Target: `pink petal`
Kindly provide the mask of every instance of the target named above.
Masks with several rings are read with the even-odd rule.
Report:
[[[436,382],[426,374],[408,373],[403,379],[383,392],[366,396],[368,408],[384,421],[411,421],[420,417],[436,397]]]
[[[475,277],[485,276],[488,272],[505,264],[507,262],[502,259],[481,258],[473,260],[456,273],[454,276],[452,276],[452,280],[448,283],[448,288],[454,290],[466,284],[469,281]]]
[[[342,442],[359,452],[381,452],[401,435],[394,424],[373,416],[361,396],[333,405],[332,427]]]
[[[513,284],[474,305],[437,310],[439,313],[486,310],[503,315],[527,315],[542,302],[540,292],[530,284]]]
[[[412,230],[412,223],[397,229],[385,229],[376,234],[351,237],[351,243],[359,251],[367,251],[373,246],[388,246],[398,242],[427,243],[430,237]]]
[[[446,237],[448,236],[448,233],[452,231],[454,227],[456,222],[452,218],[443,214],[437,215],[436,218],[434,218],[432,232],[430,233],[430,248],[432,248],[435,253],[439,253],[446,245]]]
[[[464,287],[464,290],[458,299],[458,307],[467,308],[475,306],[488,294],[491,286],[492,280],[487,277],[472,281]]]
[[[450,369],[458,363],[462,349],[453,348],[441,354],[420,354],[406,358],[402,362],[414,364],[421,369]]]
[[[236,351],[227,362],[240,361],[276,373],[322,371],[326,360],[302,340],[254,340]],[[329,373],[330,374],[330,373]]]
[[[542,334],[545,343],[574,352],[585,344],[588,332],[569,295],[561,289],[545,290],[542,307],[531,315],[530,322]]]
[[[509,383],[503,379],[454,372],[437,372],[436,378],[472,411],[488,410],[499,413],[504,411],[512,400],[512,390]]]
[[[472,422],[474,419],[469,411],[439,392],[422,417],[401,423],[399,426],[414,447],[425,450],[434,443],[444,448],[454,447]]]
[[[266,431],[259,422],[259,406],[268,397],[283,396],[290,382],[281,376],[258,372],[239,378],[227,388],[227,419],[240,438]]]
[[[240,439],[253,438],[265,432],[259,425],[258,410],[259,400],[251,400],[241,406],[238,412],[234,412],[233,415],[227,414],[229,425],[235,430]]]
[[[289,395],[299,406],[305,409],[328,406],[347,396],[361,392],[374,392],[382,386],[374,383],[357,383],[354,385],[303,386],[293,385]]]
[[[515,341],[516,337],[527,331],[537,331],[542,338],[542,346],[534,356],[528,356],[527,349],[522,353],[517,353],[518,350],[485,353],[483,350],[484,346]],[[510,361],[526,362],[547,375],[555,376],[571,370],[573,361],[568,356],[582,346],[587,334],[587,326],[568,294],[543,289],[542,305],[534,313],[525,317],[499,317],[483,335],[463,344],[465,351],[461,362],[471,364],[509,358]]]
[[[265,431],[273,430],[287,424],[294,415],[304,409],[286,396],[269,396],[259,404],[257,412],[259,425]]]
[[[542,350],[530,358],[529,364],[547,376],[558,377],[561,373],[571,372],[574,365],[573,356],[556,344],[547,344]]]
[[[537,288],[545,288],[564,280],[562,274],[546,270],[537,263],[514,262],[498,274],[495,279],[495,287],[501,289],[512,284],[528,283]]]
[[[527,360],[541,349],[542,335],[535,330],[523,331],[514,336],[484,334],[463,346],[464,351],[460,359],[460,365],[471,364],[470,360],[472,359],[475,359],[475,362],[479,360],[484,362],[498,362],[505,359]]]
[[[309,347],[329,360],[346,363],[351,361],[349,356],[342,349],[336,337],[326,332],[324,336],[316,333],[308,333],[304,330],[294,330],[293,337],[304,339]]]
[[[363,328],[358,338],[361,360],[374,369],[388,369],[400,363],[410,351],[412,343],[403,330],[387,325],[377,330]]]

_EXERCISE AIM_.
From the records above, extract every entry exactly as given.

_TASK ANSWER_.
Target: `pink petal`
Kindly provide the mask of every instance of the target named above.
Masks with several rings are read with the even-odd rule.
Report:
[[[436,382],[426,374],[408,373],[403,379],[383,392],[366,396],[368,408],[384,421],[411,421],[420,417],[436,397]]]
[[[475,277],[485,276],[488,272],[505,264],[507,262],[502,259],[481,258],[473,260],[456,273],[454,276],[452,276],[452,280],[448,283],[448,288],[454,290],[466,284],[469,281]]]
[[[342,442],[359,452],[381,452],[401,435],[394,424],[373,416],[361,396],[333,405],[332,427]]]
[[[513,284],[474,305],[437,310],[439,313],[486,310],[503,315],[527,315],[542,302],[540,292],[530,284]]]
[[[412,230],[412,223],[397,229],[385,229],[376,234],[351,237],[351,243],[359,251],[367,251],[373,246],[388,246],[398,242],[427,243],[430,237]]]
[[[446,237],[448,236],[448,233],[452,231],[454,227],[456,222],[452,218],[443,214],[437,215],[436,218],[434,218],[432,232],[430,233],[430,248],[432,248],[435,253],[439,253],[446,245]]]
[[[464,287],[464,290],[458,299],[458,307],[467,308],[475,306],[488,294],[491,286],[492,280],[487,277],[472,281]]]
[[[450,369],[458,363],[462,349],[453,348],[441,354],[420,354],[406,358],[402,362],[414,364],[421,369]]]
[[[236,351],[227,362],[240,361],[276,373],[322,371],[326,360],[302,340],[254,340]],[[329,373],[330,374],[330,373]]]
[[[542,334],[545,343],[574,352],[585,344],[588,332],[569,295],[561,289],[545,290],[542,307],[531,315],[530,322]]]
[[[509,383],[503,379],[454,372],[437,372],[436,378],[472,411],[488,410],[499,413],[504,411],[512,400],[512,390]]]
[[[472,422],[474,419],[469,411],[439,392],[422,417],[401,423],[399,426],[414,447],[425,450],[434,443],[444,448],[454,447]]]
[[[266,431],[259,422],[259,406],[268,397],[283,396],[290,382],[281,376],[258,372],[239,378],[227,388],[227,419],[240,438]]]
[[[240,439],[253,438],[265,432],[259,425],[258,410],[259,400],[251,400],[241,406],[238,412],[234,412],[233,415],[227,414],[229,425],[235,430]]]
[[[289,395],[299,406],[305,409],[328,406],[347,396],[361,392],[374,392],[382,386],[374,383],[357,383],[354,385],[303,386],[293,385]]]
[[[515,341],[516,337],[527,331],[537,331],[542,338],[542,346],[534,356],[528,356],[527,349],[522,353],[517,353],[518,350],[485,353],[483,350],[484,346]],[[510,361],[526,362],[547,375],[555,376],[571,370],[573,361],[568,356],[582,346],[587,334],[587,326],[568,294],[543,289],[542,305],[534,313],[525,317],[499,317],[483,335],[463,344],[465,351],[461,362],[471,364],[509,358]]]
[[[265,431],[273,430],[287,424],[294,415],[304,409],[286,396],[269,396],[259,404],[257,412],[259,425]]]
[[[542,350],[530,358],[529,364],[547,376],[558,377],[561,373],[571,372],[574,365],[573,356],[556,344],[547,344]]]
[[[537,288],[545,288],[564,280],[562,274],[546,270],[537,263],[514,262],[498,274],[495,279],[495,287],[501,289],[512,284],[528,283]]]
[[[527,360],[541,349],[542,335],[535,330],[523,331],[514,336],[484,334],[463,346],[464,351],[460,359],[460,365],[471,364],[470,360],[472,359],[475,359],[475,362],[479,360],[484,362],[498,362],[505,359]]]
[[[309,347],[329,360],[346,363],[351,361],[349,356],[342,349],[336,337],[326,332],[324,336],[316,333],[308,333],[304,330],[294,330],[293,337],[304,339]]]
[[[363,328],[358,338],[361,360],[374,369],[388,369],[400,363],[410,351],[412,343],[403,330],[387,325],[377,330]]]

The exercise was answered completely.